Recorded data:
○ ○ ○ ○ ○ ○ ○
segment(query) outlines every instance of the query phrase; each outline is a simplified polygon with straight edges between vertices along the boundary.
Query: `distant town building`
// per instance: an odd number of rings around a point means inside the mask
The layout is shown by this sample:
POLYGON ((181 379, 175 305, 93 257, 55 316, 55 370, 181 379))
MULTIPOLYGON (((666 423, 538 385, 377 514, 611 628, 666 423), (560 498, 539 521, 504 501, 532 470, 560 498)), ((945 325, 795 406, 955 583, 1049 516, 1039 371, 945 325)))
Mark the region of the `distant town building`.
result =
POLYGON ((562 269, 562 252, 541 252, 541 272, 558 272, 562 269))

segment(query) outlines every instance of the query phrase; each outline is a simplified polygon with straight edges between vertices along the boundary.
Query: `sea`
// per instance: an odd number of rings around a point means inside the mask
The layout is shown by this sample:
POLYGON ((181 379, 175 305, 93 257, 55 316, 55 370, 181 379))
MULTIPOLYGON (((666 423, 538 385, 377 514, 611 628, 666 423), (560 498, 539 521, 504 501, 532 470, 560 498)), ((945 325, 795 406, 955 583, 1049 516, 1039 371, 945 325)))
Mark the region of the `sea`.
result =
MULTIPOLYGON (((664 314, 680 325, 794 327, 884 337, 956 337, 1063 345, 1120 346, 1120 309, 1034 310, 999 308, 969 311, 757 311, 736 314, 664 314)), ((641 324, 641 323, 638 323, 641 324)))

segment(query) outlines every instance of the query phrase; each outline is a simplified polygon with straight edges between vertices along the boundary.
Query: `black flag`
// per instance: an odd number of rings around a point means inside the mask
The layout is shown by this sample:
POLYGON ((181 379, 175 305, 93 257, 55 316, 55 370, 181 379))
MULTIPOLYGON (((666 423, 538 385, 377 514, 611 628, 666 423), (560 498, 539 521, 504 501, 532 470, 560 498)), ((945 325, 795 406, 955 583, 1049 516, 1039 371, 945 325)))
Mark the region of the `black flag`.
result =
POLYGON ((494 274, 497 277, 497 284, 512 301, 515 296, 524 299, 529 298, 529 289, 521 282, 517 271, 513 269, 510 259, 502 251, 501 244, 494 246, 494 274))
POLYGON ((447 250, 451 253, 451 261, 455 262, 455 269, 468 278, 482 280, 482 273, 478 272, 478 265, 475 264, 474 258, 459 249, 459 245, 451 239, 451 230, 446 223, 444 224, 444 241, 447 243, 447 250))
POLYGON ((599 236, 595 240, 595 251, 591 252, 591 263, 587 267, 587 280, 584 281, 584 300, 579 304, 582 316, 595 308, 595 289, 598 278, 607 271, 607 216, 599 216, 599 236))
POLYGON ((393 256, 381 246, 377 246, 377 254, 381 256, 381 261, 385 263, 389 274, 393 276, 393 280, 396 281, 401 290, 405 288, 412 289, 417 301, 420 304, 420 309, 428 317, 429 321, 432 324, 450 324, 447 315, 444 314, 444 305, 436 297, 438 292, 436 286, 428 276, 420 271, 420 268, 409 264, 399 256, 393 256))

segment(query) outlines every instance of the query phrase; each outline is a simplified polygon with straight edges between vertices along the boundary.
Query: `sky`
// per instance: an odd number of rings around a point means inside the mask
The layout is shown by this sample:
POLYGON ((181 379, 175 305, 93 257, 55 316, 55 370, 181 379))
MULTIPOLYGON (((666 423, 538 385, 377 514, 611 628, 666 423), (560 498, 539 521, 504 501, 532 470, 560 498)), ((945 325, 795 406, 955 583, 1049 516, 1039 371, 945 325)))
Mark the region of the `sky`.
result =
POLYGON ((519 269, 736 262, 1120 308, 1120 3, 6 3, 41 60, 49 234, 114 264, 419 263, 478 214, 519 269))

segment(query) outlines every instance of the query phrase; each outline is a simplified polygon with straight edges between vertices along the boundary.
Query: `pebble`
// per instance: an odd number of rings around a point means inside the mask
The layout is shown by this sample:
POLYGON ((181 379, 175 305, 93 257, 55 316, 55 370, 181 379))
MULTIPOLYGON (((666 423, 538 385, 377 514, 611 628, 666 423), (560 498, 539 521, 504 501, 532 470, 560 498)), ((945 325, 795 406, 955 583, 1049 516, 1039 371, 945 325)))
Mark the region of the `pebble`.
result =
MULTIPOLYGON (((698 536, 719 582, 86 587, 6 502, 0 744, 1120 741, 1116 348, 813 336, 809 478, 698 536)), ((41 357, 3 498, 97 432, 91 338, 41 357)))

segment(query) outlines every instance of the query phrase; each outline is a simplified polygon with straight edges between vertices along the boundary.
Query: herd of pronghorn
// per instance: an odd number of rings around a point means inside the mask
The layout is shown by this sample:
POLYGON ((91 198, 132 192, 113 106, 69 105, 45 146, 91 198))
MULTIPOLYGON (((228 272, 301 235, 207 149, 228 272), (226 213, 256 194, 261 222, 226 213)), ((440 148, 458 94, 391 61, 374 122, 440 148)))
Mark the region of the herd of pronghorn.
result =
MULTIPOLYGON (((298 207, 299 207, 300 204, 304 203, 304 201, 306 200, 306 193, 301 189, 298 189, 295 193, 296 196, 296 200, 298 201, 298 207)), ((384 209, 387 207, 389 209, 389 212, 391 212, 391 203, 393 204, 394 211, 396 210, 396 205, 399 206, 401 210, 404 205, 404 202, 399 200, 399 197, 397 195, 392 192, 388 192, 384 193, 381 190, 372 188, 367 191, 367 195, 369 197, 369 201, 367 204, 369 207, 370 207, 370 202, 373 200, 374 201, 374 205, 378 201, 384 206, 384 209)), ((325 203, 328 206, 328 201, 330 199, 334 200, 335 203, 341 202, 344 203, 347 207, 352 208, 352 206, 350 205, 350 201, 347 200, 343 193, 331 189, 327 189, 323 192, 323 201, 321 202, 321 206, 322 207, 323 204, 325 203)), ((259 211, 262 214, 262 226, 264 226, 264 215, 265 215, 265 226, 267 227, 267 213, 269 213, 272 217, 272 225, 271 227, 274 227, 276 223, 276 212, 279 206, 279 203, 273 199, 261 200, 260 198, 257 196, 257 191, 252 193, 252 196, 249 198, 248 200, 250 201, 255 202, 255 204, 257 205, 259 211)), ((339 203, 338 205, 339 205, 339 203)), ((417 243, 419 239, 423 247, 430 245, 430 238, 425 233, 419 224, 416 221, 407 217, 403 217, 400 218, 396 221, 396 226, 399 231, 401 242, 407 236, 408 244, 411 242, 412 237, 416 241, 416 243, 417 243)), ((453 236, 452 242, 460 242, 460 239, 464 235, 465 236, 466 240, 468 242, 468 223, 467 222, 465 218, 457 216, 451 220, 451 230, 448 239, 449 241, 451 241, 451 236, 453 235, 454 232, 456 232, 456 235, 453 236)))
○ ○ ○ ○ ○ ○ ○
• **Goal**:
Reproduce the rows from the start of the recorded data through the line containing "POLYGON ((562 269, 562", inclusive, with the requests included, and offset every coordinate in the answers by adding 137 to it.

• **Reply**:
segment(query) outlines every instance of the query phrase; each outline is a simplified polygon with straight edges between vertices along the boundary.
Query: `distant town building`
// per instance: an odd number of rings around a point means inside the mask
The layout is shown by this sample:
POLYGON ((181 379, 175 305, 93 257, 55 316, 55 370, 181 379))
MULTIPOLYGON (((666 423, 538 385, 377 514, 611 628, 666 423), (560 498, 539 521, 504 501, 532 470, 560 498)), ((945 325, 795 406, 955 583, 1049 516, 1039 371, 945 325)))
Mark the region of the `distant town building`.
result =
POLYGON ((699 406, 699 389, 678 389, 678 409, 695 409, 699 406))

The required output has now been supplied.